**What you should do**
Extract every line below that contains the word "kitchen", treating uppercase and lowercase as different.

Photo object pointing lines
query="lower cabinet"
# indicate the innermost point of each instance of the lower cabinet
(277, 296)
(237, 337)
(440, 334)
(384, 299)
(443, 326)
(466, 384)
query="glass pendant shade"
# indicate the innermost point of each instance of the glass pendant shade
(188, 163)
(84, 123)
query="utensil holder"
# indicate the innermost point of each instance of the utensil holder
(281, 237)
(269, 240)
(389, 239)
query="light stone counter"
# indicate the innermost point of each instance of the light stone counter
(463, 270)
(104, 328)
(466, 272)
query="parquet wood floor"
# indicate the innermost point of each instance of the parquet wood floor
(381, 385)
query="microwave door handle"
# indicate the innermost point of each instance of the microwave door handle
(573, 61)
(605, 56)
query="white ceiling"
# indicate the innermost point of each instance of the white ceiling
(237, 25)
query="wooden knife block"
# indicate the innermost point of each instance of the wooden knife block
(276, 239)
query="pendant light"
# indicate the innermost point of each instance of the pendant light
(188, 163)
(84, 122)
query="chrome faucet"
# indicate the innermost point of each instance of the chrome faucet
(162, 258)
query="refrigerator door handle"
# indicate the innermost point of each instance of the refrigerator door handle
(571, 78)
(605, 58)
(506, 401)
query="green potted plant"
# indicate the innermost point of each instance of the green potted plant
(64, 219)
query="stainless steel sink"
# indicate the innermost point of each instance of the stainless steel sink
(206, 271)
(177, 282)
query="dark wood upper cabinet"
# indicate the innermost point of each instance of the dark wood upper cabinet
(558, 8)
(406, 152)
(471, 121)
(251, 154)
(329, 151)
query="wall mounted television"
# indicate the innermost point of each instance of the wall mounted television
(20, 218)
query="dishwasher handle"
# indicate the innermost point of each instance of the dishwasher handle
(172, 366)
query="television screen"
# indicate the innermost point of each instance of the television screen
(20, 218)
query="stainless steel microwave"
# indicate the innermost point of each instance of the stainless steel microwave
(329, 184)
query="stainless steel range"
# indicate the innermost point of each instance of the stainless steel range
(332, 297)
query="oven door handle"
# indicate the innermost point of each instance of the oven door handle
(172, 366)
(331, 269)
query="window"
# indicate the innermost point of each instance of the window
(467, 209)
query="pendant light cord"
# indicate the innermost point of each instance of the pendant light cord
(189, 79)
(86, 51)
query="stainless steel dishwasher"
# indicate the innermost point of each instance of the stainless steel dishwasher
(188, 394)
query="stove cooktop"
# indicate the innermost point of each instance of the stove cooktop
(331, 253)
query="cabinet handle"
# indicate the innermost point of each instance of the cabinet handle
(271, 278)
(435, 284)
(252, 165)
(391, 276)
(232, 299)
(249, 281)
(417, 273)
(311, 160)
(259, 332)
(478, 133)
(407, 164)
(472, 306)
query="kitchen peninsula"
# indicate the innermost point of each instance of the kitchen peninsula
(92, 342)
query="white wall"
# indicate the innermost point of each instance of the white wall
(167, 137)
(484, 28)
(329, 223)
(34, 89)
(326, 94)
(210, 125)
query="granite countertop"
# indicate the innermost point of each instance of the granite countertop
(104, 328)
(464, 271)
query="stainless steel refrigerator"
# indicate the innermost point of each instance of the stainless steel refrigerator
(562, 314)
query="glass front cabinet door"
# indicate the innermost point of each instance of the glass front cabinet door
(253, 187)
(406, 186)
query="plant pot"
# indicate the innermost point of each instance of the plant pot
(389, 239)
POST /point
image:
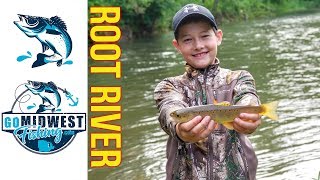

**Complete response**
query="kitchen peninsula"
# indicate the innermost point of each instance of the kitchen peninsula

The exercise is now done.